### Directive
Rewrite the entries starting at the line that contains "[pin] spiral staircase" and ending at the last line of the entries, with "Target" replaced by "Label" and everything else unchanged.

(Location identification entries)
((

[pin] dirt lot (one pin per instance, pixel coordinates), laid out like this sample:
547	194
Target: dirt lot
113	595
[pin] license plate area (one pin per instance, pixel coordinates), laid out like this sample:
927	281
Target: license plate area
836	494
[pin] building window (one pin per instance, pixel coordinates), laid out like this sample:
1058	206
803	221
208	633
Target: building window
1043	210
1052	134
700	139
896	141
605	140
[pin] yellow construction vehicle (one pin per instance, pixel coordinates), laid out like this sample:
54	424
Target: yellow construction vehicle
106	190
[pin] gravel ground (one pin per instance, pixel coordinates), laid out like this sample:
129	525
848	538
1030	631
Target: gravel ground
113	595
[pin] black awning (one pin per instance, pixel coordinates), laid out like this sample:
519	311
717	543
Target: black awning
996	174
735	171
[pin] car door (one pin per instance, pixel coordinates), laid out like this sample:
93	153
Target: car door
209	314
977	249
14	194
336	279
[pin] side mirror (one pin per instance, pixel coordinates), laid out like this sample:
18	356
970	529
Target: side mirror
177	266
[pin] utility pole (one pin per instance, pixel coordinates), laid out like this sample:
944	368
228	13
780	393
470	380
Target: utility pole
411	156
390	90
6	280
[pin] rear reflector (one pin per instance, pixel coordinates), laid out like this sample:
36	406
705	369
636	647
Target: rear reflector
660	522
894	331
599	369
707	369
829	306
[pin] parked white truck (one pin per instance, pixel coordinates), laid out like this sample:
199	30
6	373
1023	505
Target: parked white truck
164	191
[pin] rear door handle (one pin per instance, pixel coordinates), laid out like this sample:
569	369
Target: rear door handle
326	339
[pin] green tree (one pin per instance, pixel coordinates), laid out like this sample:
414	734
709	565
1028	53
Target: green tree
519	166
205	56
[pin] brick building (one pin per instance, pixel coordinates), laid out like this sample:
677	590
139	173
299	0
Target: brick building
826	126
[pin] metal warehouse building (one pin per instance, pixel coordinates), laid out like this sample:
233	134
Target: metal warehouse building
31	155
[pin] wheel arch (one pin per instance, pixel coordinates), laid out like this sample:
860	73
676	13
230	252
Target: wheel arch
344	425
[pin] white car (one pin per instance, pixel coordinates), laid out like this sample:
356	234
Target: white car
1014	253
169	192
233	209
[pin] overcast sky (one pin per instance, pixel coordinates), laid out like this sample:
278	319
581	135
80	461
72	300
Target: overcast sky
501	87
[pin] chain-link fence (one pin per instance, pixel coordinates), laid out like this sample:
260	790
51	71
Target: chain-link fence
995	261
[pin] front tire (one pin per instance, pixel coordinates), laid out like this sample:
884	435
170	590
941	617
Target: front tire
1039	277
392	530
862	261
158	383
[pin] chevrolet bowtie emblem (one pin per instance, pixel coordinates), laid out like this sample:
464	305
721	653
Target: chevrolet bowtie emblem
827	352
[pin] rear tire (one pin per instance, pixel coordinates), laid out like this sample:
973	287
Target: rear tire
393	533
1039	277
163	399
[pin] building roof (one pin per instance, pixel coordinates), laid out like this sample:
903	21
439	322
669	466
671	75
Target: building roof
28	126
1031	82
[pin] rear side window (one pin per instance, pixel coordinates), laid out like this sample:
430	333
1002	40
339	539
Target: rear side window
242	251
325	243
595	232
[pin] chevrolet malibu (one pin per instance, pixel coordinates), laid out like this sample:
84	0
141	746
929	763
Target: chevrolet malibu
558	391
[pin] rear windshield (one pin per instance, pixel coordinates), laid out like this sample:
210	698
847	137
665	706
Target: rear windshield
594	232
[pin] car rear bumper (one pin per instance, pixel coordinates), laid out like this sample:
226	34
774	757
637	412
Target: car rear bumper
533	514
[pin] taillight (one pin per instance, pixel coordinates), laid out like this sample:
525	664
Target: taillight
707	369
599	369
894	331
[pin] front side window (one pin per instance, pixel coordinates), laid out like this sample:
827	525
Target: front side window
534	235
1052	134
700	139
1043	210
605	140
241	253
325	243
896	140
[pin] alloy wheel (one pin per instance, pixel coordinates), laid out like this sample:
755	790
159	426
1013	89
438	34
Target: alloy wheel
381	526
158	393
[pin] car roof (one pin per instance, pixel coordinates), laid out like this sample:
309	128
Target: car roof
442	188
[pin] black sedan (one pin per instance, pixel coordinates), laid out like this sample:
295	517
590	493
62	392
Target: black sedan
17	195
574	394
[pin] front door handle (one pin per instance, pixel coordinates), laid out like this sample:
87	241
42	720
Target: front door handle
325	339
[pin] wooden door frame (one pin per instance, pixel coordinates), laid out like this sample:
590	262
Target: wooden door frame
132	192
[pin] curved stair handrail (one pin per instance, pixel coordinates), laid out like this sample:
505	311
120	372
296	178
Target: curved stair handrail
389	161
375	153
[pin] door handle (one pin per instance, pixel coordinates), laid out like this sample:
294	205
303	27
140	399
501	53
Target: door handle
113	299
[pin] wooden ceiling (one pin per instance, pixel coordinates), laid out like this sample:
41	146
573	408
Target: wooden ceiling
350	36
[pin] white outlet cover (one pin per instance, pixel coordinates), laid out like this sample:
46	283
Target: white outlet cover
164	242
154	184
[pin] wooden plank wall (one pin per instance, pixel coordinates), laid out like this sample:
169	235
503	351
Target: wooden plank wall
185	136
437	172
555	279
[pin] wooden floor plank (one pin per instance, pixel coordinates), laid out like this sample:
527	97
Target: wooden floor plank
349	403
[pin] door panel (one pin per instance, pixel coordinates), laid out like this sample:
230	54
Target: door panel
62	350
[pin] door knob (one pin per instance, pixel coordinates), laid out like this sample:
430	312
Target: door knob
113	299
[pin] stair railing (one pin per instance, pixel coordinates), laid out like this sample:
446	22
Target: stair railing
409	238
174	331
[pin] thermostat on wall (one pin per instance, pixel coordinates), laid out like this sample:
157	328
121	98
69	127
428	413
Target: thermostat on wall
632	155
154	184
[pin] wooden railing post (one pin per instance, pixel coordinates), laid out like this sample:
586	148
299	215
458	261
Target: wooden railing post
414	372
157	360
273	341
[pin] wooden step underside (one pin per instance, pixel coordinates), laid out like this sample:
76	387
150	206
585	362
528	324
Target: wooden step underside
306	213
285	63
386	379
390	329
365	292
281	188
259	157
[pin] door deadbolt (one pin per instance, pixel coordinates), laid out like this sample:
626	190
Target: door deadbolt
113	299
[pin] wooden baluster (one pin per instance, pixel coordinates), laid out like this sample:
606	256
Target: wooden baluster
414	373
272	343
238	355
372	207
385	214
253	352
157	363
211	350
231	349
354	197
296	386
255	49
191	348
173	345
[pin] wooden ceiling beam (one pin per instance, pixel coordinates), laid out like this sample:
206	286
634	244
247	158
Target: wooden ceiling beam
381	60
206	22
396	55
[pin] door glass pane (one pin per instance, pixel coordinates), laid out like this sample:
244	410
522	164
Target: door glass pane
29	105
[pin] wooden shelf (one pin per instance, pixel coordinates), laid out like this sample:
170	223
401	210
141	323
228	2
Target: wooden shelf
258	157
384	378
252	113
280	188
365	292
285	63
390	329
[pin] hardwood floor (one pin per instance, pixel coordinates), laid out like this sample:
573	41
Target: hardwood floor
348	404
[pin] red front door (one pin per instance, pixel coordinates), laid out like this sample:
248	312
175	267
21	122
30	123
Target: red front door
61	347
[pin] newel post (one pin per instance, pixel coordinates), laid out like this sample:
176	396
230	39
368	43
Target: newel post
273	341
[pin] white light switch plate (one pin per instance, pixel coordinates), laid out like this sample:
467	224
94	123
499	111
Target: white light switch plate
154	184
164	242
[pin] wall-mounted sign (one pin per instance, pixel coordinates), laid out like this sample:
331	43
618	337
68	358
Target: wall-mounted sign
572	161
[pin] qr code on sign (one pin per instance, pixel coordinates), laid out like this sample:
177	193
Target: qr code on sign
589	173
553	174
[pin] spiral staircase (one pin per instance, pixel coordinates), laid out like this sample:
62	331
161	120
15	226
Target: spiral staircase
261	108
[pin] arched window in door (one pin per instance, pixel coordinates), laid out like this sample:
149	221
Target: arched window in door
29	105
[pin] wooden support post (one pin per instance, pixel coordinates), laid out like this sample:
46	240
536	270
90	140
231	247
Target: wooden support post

))

### Response
[pin] spiral staircase (one pin per instance, pixel coordinates), laid out like this sample:
62	331
161	120
15	226
Label: spiral staircase
261	108
[pin] arched window in door (one pin per instance, pixel coordinates), laid out like this sample:
149	221
Label: arched window in door
29	105
[pin] wooden support post (one pin per instance, pixel coordinates), laid out like this sample:
46	240
536	270
90	140
231	247
Label: wooden support post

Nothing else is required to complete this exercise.